ABOUT THIS EXERCISE - Which lines of the data include the string "asked"? List them all.

DATA -
= Beginning of Section =
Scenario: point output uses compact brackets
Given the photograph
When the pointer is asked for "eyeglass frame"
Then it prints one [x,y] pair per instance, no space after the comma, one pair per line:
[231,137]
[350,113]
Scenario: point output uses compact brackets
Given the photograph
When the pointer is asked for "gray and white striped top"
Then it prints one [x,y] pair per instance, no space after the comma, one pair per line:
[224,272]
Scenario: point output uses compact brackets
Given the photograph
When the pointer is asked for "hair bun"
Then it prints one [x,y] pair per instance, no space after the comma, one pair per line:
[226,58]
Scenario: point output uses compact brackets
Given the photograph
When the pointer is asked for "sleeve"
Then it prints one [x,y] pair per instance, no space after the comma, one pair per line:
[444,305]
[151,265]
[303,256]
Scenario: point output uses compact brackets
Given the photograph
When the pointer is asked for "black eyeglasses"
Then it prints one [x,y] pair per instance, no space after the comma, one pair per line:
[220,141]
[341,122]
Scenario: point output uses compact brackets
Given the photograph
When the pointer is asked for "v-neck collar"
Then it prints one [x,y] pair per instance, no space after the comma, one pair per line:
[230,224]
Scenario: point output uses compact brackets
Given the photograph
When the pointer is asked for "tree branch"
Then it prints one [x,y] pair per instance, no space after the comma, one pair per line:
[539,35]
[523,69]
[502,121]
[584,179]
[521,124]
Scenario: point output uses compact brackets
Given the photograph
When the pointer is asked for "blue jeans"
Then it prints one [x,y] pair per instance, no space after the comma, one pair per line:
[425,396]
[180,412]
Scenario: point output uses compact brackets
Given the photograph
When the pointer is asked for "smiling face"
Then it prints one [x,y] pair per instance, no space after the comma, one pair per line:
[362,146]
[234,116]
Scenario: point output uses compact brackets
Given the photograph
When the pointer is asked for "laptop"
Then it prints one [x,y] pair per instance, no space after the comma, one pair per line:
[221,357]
= End of Section =
= Beginning of Section =
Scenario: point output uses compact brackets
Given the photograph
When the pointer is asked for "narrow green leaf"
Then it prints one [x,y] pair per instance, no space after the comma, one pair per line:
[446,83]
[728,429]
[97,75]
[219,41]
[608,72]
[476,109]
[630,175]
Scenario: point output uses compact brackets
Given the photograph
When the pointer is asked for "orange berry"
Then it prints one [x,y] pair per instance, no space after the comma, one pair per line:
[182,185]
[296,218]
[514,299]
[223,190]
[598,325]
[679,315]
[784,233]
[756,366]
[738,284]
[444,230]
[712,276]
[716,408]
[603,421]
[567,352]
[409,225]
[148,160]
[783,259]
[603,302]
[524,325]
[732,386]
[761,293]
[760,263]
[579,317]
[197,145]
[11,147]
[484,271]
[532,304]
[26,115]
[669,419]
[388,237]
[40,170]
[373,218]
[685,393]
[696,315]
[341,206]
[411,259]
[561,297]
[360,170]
= End of Section =
EXERCISE SOLUTION -
When the pointer is asked for "eyeglass frame"
When the pointer is asked for "gray and white striped top"
When the pointer is asked for "hair bun"
When the pointer is asked for "sleeve"
When the pointer is asked for "black eyeglasses"
When the pointer is asked for "v-neck collar"
When the pointer is asked for "tree branch"
When the pointer is asked for "blue jeans"
When the pointer is asked for "smiling face"
When the pointer is asked for "laptop"
When the pointer is asked for "narrow green leaf"
When the pointer is asked for "orange berry"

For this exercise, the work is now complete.